◆ TEXT EXCERPT:

:::::

The Stunning Size of Trump’s Purge at Federal Health Agencies

HHS Secretary Robert F. Kennedy Jr.

The Trump administration’s cuts to the Department of Health and Human Services go deeper than it has acknowledged, according to a new analysis by ProPublica, a nonprofit investigative journalism organization.

The report, which analyzed public information from the HHS employee directory, found that more than more than 20,500 workers, or about 18% of the department’s workforce, have left or been pushed out as of August 16.

“More than 3,000 scientists and public health specialists are gone,” ProPublica’s Brandon Roberts, Annie Waldman and Pratheek Rebala write. “Over 1,000 regulators and safety inspectors have also left.” They add that their analysis doesn’t include workers who have received layoff notices but remain on administrative leave, a group that could number in the hundreds or thousands.

:::::

◆ SUPPLIED INFORMATION:
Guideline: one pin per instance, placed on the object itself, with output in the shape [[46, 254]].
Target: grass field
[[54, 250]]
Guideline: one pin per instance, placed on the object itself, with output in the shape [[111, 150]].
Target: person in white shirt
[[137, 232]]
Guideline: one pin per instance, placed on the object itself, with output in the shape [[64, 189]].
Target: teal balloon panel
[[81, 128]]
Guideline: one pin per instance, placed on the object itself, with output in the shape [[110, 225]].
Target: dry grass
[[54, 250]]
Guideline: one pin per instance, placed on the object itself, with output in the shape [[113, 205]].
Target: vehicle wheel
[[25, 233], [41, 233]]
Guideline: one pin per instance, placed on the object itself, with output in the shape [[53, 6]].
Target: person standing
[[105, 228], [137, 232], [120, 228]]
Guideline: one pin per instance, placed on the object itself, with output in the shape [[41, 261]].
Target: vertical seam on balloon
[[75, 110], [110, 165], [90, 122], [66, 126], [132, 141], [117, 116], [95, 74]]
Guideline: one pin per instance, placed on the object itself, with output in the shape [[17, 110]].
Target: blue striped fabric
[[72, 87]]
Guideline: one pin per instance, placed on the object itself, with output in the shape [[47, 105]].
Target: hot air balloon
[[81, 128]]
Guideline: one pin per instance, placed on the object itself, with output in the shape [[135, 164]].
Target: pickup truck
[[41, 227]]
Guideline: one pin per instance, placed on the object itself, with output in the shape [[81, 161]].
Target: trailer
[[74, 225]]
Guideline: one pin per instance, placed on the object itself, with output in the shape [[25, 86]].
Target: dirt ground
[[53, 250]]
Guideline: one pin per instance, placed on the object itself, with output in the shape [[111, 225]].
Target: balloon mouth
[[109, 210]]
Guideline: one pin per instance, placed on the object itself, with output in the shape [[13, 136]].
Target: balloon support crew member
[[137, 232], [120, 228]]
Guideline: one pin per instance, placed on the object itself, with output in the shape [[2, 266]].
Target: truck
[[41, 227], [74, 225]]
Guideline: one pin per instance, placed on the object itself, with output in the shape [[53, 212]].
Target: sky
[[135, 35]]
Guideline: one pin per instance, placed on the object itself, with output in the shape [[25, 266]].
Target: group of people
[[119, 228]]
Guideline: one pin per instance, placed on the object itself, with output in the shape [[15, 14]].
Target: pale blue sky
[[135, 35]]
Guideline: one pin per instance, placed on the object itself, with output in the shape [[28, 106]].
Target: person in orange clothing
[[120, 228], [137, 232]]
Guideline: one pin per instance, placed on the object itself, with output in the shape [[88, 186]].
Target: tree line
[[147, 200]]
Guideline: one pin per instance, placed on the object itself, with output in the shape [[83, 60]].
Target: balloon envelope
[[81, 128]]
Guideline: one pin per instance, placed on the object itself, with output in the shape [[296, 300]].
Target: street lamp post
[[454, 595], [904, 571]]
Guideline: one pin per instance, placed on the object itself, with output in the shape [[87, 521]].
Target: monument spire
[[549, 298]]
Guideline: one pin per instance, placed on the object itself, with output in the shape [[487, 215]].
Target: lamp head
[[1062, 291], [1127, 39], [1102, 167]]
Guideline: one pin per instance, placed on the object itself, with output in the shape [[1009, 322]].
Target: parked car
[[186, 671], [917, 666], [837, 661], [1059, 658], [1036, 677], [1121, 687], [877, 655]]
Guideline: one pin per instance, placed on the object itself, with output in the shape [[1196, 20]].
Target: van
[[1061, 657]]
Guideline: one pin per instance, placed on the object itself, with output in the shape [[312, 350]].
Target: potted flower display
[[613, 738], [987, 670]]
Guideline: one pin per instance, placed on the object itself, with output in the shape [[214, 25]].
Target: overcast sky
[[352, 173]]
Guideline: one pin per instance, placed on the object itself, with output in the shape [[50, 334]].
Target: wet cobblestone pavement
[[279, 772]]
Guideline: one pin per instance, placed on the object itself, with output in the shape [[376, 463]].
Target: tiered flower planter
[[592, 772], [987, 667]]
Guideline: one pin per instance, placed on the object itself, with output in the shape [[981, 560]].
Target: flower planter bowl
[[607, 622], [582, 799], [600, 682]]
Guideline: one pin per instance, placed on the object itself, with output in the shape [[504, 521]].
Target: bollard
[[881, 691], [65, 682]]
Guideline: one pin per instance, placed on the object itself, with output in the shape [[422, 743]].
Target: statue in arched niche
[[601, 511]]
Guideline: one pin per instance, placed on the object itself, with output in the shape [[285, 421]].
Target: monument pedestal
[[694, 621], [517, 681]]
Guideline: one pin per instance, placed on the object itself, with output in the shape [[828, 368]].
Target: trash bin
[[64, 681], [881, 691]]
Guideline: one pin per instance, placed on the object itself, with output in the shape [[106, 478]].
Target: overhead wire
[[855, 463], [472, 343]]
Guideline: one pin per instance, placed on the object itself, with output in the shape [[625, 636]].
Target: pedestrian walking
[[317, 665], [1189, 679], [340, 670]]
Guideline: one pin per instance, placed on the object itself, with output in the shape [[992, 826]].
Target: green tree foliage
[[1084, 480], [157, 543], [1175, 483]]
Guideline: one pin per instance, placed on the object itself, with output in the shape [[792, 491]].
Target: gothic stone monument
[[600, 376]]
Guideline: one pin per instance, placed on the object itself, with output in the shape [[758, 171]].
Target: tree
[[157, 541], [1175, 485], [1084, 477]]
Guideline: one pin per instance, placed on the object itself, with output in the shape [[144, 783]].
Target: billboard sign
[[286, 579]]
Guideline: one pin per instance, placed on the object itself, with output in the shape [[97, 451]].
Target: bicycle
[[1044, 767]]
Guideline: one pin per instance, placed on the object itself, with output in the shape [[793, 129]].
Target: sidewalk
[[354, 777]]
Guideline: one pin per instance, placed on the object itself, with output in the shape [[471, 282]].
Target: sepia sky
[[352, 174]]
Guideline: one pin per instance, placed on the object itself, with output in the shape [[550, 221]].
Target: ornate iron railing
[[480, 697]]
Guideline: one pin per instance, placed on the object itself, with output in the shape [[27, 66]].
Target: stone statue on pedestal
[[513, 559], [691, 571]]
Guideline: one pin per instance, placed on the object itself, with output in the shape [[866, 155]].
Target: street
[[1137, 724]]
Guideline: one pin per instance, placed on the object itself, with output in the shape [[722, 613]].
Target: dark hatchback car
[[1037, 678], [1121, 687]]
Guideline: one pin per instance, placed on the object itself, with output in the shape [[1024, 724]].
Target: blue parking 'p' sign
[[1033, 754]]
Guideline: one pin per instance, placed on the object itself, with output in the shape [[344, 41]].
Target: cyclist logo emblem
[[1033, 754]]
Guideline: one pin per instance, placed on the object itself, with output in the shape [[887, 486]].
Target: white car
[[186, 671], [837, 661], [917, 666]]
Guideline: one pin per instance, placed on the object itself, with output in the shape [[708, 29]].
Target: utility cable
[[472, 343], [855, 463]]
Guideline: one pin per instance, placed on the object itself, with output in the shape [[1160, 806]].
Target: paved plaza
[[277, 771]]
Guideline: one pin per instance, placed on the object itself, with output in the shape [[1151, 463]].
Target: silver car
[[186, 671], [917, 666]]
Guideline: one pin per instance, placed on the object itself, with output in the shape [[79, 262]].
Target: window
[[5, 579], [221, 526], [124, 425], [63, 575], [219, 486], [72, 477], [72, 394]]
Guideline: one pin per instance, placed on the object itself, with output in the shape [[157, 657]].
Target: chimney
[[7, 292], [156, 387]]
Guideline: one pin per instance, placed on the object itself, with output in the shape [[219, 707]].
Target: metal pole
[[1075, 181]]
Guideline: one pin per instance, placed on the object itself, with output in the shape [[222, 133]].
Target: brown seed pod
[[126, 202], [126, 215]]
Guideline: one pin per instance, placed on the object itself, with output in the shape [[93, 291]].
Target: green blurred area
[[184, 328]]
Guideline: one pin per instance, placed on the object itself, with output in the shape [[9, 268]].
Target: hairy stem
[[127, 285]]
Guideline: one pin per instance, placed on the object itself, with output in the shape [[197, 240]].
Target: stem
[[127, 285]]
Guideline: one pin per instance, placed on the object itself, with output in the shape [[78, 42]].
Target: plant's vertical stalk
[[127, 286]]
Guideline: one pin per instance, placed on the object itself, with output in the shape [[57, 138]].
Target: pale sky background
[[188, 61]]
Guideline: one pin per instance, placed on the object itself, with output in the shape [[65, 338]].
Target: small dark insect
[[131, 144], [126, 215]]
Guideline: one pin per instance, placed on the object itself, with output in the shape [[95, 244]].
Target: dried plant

:::::

◆ TASK SET:
- a) According to the article on HHS staffing cuts, what share of the department's workforce had left or been pushed out as of August 16?
- b) Write out the portion of the article on HHS staffing cuts starting at "The Trump administration’s" and ending at "hundreds or thousands.".

◆ ANSWERS FOR THIS EXERCISE:
- a) About 18%

- b)
The Trump administration’s cuts to the Department of Health and Human Services go deeper than it has acknowledged, according to a new analysis by ProPublica, a nonprofit investigative journalism organization.

The report, which analyzed public information from the HHS employee directory, found that more than more than 20,500 workers, or about 18% of the department’s workforce, have left or been pushed out as of August 16.

“More than 3,000 scientists and public health specialists are gone,” ProPublica’s Brandon Roberts, Annie Waldman and Pratheek Rebala write. “Over 1,000 regulators and safety inspectors have also left.” They add that their analysis doesn’t include workers who have received layoff notices but remain on administrative leave, a group that could number in the hundreds or thousands.